A fazer
1 - Por favor, reescreva em forma de lista o parágrafo do trecho que começa com "Chegamos, finalmente", mantendo seus fatos principais.
2 - Responda às perguntas abaixo com base no trecho:
(a) Qual era a profissão de Trajano Procópio da Silva Monteiro e que cargo ele ocupava na época?
(b) Em que cidade dona Saíta foi educada?
(c) De que matéria João Borges se tornou professor?

Trecho do documento
•••
É IMPORTANTE AGORA mirarmos nas duas cadeiras de espaldar de palhinha e do sofazinho de três lugares ao centro da foto: tiveram de colocar calços aos seus pés, para acomodar os restantes sentados… Bem, da esquerda para a direita, primeiramente, nos deparamos com o farmacêutico Trajano Procópio da Silva Monteiro, à época o digníssimo diretor daquela casa de ensino. Ao seu lado, avistamos a primeira figura feminina, de alva elegância, a senhora Rosa Amália de Andrade, de soslaio olhar, educada e formada nos vetustos educandários da desde então centenária cidade de Barbacena. Agora, de braços cruzados, pernas idem, sapatos admiravelmente lustrosos, se insurge com um olhar em direção aos longes, o médico doutor José de Grisolia, pai do futuro prefeito Daniel, que leva o seu nome à rua onde hoje mora a minha amada Suely. Somente isso lhe confere preito e respeito de todos nós.
SEGUINDO ÀS NOSSAS VISTAS, observamos agora outra mulher: dona Saíta (sem sobrenomes, por favor), educada, como sua já citada colega, também em Barbacena (a cidade das rosas, como se vê), na foto com seu vestido de largas golas, oito botões de branco marfim, colarzinho de pérolas, meias brancas encobrindo seus pezinhos e sapatinhos pretos, empoeirados, balançando-os sobre o chão, como se estivesse evitando tocá-lo; ah, jamais conseguirei descrever com a riqueza de detalhes necessária tudo que (pré) vejo nessa fotografia que revelou-se na “piscina do tempo”, como disse em outro verso o Poeta Maior.
Chegamos, finalmente, ao último dos figurantes, sentado como se estivesse indiferente ao que se passava ao seu redor, dirigindo seu olhar para o lado oposto às lentes de Ti’Brás, indicando assim – sem querer – uma possível outra cena que aqui não se vê à mostra. Trata-se do ex-padre João Borges, brancos cabelos, já um velho senhor nesse instantâneo , que, após ter desistido de seu celibato e se despido das vestes sacerdotais, tornou-se professor de geografia, preocupando-se muito mais com as coisas terrena e afluentes do que propriamente com os desígnios do céu.
ENCERRO, mais uma vez, essa viagem que não termina jamais.
•••
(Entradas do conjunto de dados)
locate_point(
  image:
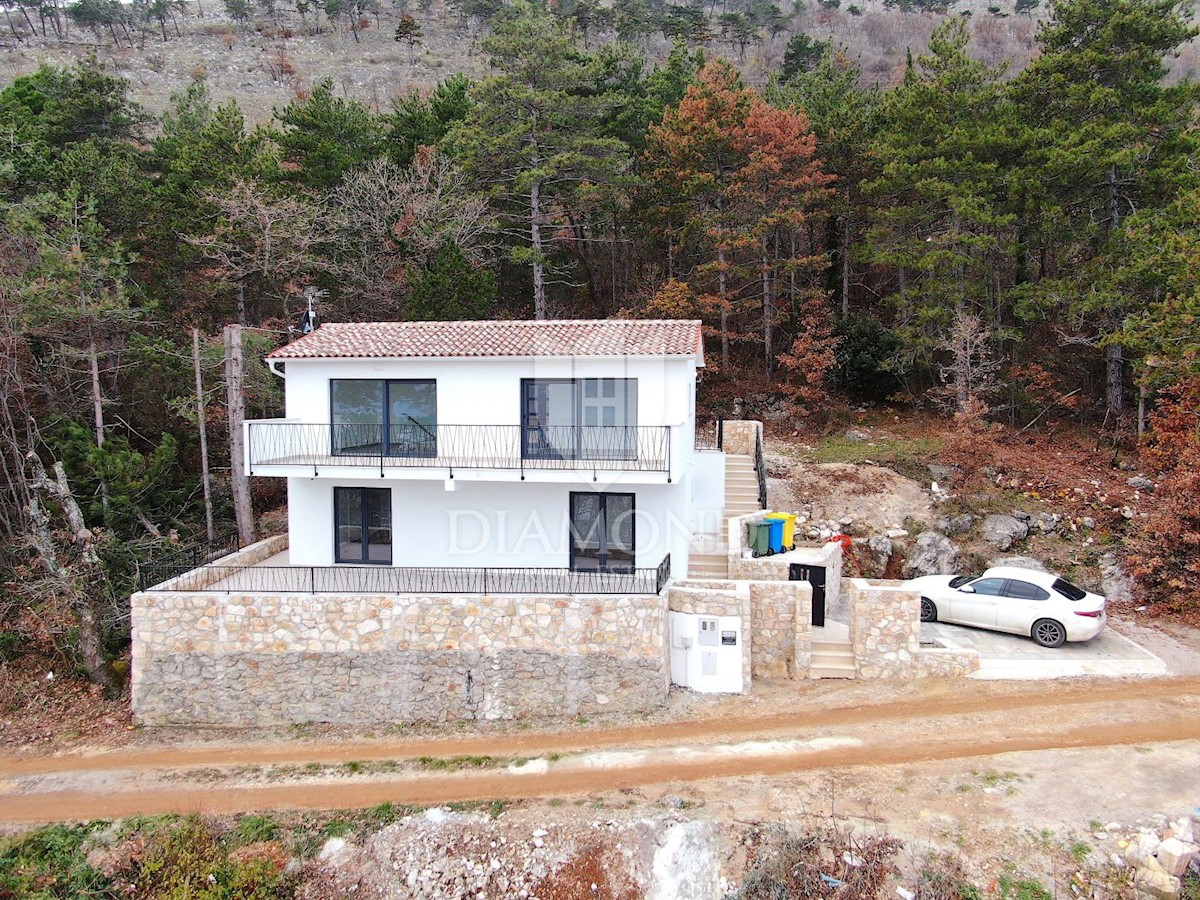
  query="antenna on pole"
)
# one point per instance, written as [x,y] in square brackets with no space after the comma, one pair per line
[309,319]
•••
Soluções
1 -
- O último retratado é o ex-padre João Borges, sentado como se estivesse indiferente ao que acontecia ao redor.
- Ele olha para o lado oposto às lentes de Ti'Brás. Assim indica, sem querer, uma possível outra cena que não aparece na foto.
- Tem cabelos brancos e já é um senhor idoso nesse instantâneo.
- Depois de desistir do celibato e deixar as vestes sacerdotais, tornou-se professor de geografia.
- Preocupava-se mais com as coisas terrenas do que com os desígnios do céu.

2 -
(a) Era farmacêutico e diretor daquela casa de ensino.
(b) Em Barbacena.
(c) De geografia.